[PROBLEM]:
Print exactly the lines from the line with "For the benchmark, mark every instance of the brown" to the last line of the data, please, both included.

(Entries from a pointing dataset)
-- start --

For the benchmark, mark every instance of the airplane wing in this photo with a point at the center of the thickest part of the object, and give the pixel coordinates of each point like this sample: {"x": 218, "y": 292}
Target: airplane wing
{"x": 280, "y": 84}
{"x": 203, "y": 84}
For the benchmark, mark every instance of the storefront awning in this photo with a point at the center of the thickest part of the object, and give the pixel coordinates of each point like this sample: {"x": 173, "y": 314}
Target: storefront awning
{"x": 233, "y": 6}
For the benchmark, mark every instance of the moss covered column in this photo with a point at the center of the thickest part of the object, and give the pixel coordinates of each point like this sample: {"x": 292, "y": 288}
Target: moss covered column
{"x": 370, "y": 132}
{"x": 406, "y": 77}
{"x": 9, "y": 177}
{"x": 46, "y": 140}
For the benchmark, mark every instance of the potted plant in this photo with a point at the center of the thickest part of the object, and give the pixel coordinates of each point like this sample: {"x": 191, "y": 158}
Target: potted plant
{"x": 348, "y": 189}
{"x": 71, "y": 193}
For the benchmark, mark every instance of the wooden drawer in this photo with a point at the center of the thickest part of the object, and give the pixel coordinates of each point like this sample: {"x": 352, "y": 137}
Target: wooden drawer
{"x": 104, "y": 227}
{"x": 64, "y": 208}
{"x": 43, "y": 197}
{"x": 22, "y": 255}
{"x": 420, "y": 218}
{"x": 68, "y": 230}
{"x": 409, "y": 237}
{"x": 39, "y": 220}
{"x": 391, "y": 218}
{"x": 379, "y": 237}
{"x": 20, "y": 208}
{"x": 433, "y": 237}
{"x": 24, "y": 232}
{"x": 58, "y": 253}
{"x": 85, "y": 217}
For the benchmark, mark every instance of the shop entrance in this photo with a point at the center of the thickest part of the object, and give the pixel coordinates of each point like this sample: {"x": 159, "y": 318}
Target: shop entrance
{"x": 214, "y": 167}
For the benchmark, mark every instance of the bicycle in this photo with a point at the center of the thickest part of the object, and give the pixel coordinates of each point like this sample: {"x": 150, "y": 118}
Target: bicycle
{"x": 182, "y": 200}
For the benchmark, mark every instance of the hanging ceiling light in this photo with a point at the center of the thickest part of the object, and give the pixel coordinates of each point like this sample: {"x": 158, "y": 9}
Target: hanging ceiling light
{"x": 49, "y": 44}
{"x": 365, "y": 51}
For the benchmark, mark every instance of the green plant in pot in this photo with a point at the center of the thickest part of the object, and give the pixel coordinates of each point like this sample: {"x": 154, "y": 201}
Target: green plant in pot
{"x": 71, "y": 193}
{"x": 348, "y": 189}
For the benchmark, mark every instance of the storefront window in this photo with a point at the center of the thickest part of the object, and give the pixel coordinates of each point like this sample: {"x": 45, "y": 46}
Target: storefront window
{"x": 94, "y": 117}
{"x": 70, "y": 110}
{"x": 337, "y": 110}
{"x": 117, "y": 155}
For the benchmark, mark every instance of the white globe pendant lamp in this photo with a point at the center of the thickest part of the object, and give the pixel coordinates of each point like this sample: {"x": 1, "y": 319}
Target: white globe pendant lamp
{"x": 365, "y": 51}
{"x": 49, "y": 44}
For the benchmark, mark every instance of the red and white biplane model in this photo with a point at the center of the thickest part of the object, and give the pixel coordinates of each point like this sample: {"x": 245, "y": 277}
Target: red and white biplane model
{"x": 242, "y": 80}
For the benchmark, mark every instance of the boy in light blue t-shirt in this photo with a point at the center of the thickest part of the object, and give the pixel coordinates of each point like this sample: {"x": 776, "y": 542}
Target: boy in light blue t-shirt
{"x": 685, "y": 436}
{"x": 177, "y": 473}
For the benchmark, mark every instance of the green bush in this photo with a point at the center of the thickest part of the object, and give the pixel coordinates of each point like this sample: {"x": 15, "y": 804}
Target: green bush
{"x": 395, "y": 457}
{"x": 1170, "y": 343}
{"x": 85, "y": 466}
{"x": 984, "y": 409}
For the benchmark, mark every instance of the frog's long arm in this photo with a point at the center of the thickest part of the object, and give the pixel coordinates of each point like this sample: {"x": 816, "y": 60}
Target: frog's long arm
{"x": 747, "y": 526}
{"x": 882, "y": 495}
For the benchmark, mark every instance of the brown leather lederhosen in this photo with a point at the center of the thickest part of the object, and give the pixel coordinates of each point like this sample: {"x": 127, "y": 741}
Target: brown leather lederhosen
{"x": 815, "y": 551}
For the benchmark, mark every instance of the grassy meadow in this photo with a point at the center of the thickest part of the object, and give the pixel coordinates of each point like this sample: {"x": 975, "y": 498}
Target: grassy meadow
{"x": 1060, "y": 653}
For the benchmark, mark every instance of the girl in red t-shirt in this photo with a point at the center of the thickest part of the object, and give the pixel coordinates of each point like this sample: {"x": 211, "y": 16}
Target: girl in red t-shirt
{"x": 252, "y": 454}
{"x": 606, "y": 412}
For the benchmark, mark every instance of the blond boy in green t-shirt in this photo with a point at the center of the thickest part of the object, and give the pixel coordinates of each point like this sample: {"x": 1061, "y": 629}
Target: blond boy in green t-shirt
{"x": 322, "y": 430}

-- end --

[WRITTEN ANSWER]:
For the benchmark, mark every instance of the brown leather lederhosen in this photo with a point at the center of the thickest part of the object, and give the pixel coordinates of each point like this sample: {"x": 127, "y": 741}
Target: brown leather lederhosen
{"x": 815, "y": 551}
For the benchmark, mark every instance of the grassy meadow in this photo with a point at the center of the thickest part of the object, and give the pixel coordinates of each point like this sample: {"x": 975, "y": 498}
Target: grassy meadow
{"x": 1060, "y": 653}
For the benchmark, mark every instance of the girl in red t-shirt in this photo with a point at the center of the thickest part of the object, and give the pixel coordinates of each point like this sample: {"x": 211, "y": 16}
Target: girl in red t-shirt
{"x": 252, "y": 454}
{"x": 606, "y": 412}
For the benchmark, mark every instance of the blond boy in green t-shirt in this photo with a point at the center of the thickest part of the object, and give the pixel coordinates of each point like this sample: {"x": 1061, "y": 629}
Target: blond boy in green t-shirt
{"x": 322, "y": 430}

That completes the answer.